Exercise
Echo the lines below word for word, everything from the line containing "Locate the baby's shoulder" down to the last line, both ends included.

Given records
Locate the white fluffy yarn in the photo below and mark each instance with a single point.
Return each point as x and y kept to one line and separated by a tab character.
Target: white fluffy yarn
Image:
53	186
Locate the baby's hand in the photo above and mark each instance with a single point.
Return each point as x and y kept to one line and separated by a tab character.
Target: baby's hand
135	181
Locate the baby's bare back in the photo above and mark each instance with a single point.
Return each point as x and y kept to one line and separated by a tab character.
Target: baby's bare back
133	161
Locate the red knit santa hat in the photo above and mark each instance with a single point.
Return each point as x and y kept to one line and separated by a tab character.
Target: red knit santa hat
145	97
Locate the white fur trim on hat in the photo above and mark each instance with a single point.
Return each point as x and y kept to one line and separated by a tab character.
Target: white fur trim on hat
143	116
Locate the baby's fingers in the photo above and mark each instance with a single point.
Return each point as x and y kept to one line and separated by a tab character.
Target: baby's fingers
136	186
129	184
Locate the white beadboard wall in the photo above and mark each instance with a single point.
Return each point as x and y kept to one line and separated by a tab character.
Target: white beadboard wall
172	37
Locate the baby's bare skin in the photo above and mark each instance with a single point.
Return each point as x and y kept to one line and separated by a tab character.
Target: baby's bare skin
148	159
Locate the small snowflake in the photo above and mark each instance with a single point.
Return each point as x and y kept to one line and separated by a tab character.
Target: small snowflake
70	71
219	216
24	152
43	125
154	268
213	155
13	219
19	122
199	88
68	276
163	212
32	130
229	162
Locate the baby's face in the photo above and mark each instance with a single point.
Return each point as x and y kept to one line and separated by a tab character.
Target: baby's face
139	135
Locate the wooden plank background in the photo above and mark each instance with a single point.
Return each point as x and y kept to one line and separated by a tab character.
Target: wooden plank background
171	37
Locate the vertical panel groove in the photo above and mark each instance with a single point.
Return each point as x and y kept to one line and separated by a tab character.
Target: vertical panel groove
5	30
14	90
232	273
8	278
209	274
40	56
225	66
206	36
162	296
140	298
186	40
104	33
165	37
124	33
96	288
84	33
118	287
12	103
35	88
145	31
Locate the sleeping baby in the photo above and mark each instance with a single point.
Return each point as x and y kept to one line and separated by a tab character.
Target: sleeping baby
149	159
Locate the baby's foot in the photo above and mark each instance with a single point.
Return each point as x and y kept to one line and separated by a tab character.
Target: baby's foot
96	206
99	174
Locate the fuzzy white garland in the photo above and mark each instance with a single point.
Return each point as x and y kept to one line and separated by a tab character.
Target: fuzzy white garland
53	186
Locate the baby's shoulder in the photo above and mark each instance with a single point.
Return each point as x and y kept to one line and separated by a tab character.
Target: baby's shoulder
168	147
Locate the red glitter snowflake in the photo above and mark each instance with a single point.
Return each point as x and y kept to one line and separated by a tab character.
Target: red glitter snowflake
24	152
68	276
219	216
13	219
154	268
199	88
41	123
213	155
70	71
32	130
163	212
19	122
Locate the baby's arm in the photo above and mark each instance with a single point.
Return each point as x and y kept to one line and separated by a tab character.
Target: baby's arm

Full answer
Locate the baby's shoulder in the photo above and mark each instance with a single point.
Return each point as x and y kept to one line and separated by a tab character.
Target: baby's shoulder
168	147
Locate the red glitter snowflake in the photo above and mark each instance with a single point.
Return each point as x and y kept to one line and separated by a tab character.
Target: red glitter snowflake
24	152
68	276
219	216
13	219
154	268
199	88
41	123
213	155
70	71
32	130
163	212
19	122
Locate the baby's arm in the photo above and mark each instance with a single point.
Return each point as x and y kept to one line and separated by a tab character.
Target: baby's arm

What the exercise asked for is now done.